EXERCISE BRIEF —
Your answer should consist only of the lines below from the one with "the stethoscope ear" through the one with "of the shadow", copied exactly.

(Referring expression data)
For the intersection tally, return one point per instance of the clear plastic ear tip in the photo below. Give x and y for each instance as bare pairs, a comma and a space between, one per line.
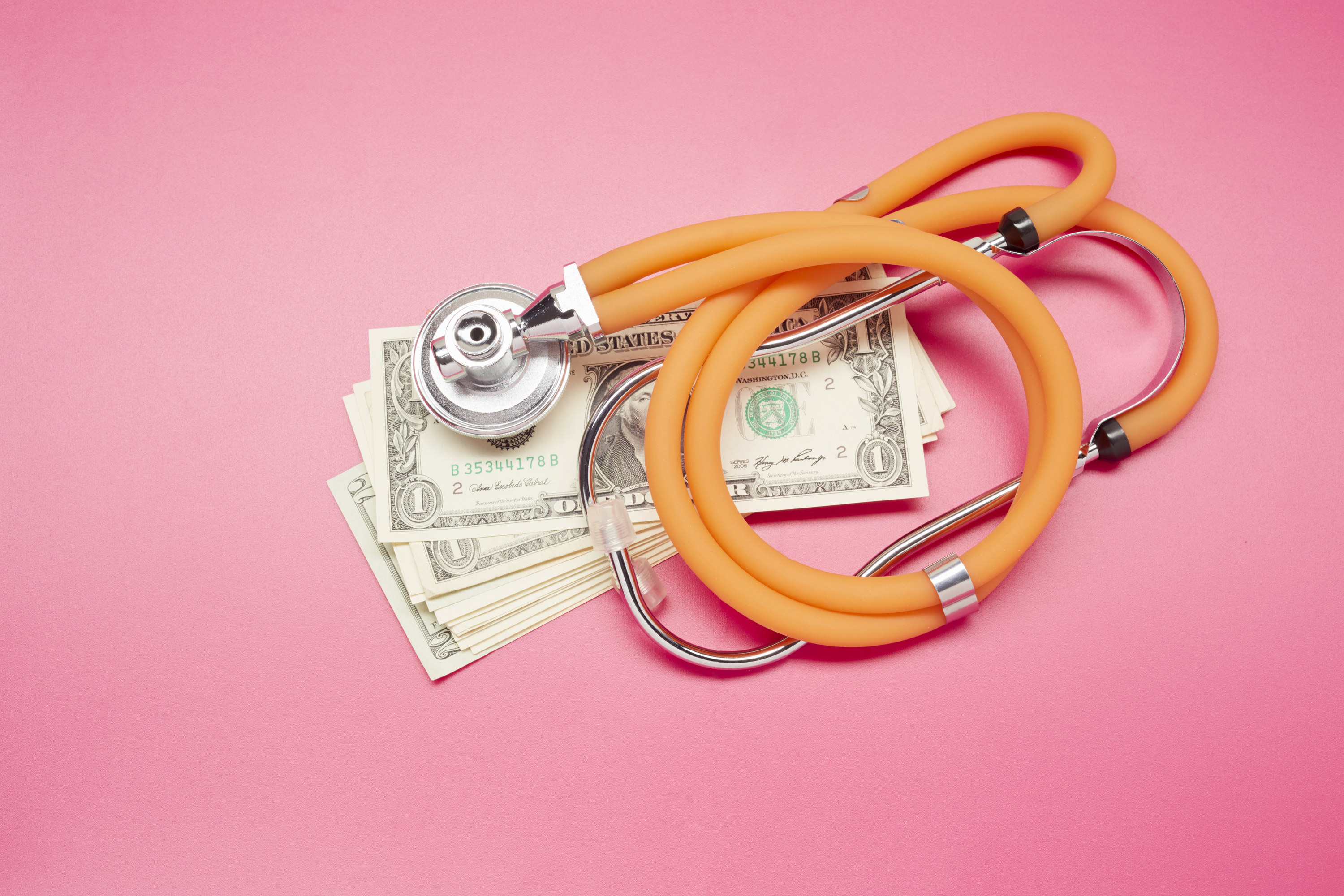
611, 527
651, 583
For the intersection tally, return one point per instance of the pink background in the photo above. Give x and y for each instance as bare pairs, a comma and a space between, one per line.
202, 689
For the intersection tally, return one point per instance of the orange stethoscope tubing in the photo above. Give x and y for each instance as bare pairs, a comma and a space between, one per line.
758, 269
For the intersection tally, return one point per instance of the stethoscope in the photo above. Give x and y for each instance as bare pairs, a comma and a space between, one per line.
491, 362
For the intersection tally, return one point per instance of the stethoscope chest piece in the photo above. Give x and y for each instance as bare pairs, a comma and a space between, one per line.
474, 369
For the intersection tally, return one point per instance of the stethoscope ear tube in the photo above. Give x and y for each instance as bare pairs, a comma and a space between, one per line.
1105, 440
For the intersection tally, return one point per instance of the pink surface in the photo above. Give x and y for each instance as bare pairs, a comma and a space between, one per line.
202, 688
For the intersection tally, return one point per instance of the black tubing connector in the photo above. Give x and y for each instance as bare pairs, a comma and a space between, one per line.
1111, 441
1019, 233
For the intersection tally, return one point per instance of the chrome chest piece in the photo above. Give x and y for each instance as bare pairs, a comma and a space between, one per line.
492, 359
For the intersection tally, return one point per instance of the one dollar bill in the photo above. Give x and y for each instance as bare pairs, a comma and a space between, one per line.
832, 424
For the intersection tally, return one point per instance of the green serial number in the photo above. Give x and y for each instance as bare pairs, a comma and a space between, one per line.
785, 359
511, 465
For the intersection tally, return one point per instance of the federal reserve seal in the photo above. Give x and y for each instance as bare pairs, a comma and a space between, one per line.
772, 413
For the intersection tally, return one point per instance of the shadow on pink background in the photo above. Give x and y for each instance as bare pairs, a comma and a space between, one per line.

==

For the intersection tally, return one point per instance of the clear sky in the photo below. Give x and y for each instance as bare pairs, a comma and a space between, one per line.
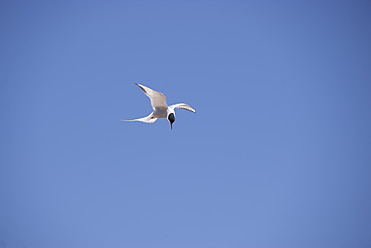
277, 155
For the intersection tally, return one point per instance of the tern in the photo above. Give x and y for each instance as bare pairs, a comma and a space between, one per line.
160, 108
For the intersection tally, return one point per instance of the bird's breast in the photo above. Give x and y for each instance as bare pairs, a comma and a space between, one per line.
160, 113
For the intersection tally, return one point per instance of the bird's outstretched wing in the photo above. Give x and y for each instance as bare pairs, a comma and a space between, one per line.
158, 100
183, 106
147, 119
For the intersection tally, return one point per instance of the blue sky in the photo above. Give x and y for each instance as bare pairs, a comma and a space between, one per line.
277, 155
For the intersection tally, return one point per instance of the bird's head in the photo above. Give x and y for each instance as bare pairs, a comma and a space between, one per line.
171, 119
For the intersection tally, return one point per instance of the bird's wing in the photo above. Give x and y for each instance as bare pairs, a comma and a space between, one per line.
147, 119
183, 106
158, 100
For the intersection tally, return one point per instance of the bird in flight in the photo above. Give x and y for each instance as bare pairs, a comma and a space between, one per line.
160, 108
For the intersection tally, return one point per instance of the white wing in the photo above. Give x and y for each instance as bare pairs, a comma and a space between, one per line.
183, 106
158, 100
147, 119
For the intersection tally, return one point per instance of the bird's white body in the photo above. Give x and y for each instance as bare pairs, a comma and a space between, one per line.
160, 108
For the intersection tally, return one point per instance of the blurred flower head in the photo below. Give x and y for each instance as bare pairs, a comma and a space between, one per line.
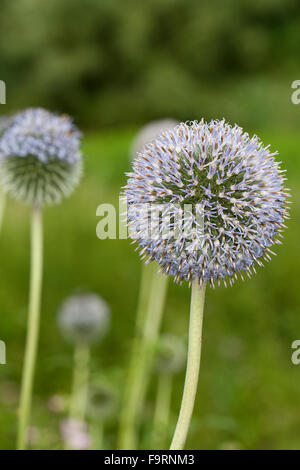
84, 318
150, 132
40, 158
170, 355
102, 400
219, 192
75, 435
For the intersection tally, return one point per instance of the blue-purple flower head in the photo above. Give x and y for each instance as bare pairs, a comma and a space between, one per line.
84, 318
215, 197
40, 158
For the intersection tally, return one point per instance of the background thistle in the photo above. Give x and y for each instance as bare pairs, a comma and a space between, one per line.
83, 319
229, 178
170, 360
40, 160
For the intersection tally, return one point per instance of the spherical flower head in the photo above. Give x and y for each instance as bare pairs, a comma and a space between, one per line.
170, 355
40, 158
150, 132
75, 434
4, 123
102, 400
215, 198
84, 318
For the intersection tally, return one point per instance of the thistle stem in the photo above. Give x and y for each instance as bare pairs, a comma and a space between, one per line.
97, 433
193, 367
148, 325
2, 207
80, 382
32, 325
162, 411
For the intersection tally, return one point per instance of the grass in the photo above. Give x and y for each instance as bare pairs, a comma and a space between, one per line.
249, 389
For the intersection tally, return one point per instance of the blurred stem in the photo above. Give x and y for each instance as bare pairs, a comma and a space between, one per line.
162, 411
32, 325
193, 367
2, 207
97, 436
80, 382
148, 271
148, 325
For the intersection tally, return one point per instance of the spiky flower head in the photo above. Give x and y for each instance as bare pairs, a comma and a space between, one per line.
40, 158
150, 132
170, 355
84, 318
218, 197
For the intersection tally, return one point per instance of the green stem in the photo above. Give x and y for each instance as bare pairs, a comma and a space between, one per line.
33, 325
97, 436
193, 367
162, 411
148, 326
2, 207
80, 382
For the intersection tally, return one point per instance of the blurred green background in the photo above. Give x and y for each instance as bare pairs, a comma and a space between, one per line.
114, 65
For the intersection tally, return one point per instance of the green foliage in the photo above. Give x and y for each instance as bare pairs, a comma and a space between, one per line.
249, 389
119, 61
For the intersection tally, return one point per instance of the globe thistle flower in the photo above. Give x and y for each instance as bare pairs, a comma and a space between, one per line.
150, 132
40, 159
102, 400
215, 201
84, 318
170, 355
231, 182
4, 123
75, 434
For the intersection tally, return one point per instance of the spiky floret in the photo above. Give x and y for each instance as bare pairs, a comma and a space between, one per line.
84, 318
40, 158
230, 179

...

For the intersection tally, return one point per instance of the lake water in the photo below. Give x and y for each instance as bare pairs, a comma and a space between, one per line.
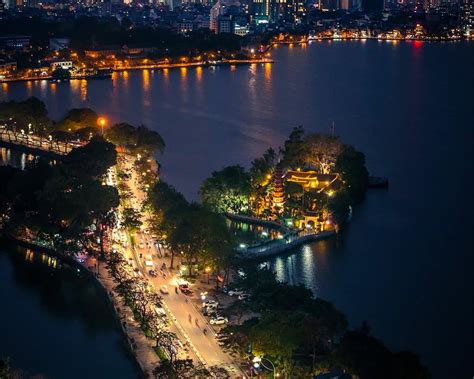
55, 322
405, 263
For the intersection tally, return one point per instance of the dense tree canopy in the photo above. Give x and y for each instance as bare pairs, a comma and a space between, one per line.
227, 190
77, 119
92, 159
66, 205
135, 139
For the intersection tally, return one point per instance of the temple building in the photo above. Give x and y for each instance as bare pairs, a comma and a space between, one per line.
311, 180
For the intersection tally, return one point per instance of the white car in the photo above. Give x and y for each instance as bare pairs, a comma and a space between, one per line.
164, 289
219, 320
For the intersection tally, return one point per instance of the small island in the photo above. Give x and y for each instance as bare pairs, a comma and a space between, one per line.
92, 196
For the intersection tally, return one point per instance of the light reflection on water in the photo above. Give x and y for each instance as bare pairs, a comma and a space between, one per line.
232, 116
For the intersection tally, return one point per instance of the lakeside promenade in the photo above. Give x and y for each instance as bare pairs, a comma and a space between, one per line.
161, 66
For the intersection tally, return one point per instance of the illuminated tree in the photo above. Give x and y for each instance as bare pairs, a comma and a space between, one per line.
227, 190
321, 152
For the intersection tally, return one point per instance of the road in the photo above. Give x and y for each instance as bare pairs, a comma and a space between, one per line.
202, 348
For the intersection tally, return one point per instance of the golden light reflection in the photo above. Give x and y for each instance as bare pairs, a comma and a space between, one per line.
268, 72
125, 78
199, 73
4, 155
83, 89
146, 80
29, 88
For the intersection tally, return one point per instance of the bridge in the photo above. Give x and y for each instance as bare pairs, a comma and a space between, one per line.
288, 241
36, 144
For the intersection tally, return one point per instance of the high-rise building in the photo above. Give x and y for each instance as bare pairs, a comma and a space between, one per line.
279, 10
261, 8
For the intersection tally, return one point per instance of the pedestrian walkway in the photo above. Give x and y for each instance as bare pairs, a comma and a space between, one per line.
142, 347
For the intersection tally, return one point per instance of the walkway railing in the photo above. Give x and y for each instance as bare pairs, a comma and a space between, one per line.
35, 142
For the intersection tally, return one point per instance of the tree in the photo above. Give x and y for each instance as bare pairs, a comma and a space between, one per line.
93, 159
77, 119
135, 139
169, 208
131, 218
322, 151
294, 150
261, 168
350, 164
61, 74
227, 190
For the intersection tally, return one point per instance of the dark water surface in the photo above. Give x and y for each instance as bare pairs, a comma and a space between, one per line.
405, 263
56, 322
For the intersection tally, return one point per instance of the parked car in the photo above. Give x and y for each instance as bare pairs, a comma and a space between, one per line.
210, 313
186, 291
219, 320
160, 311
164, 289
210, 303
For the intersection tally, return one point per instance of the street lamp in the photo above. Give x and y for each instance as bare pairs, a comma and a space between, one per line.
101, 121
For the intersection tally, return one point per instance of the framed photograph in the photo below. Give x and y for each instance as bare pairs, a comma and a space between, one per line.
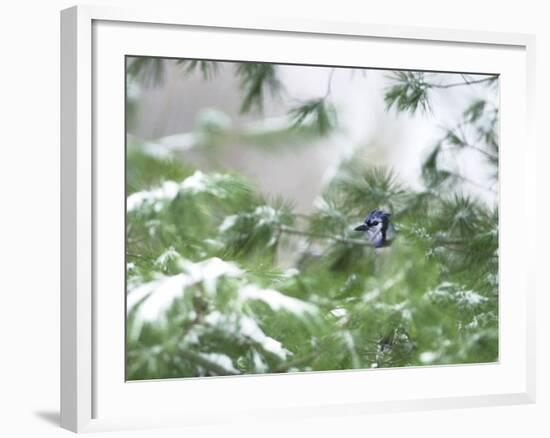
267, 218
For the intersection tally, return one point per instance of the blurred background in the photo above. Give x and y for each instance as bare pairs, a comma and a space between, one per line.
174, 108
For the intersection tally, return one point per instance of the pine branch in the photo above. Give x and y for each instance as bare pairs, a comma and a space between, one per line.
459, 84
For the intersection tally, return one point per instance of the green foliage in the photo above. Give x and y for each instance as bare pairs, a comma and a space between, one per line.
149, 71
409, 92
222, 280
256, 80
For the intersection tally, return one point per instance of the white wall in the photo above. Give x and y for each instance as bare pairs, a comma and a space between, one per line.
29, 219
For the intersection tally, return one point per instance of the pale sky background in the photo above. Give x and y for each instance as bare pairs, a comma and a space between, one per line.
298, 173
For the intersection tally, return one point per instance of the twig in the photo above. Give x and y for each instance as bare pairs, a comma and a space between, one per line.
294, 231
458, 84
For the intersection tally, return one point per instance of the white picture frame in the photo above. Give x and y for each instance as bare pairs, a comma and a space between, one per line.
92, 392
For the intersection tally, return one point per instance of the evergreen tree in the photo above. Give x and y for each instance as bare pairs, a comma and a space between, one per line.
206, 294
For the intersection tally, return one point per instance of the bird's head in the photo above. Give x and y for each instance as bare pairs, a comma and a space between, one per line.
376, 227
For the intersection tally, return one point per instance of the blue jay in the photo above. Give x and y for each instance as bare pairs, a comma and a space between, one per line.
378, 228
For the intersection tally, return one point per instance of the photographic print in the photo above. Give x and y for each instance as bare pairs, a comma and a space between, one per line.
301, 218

EXPECTED ANSWER —
For the intersection tally, return one point per instance of the stethoscope ear tube in the photo above. Give x and y for each instance as bare pairs, a comma and a space between, one per line.
1105, 440
For the intersection tally, return one point per instance of the pink surface in the photo above. Give x and y for each instance as bare pairs, a comma and a space between, one per line.
202, 688
For the intersection tally, return one point per instance of the black tubing connector in the photo above. Give x and y for each instance as bare pairs, a comma and a space between, one per line.
1111, 441
1019, 233
For the intersection tally, return one point per instance of the chrome chest piece in the photo above. Give x and y for each instance as bare pairs, a comma and a space between, one per line.
492, 359
For the intersection tally, return one point per instance of the one dollar bill in the photo above. Give x and y for each instance as bare pairs, a comma and a space between, one per line.
832, 424
For the intersection tally, return one point per instance of the green serial number in the photo above. Give x and y for each instance as bare pairs, a comma and a space between, one per line.
785, 359
511, 465
For the intersection tally, return one point per instance of the federal reserve seal in the photo above. Give x and y for each instance as bare pairs, a comma and a space between, one per line.
772, 413
For the intersection tally, return one point per instance of the shadow on pink background in the photo above. Give x and y for each instance as bare pairs, a comma and a space between, one per line.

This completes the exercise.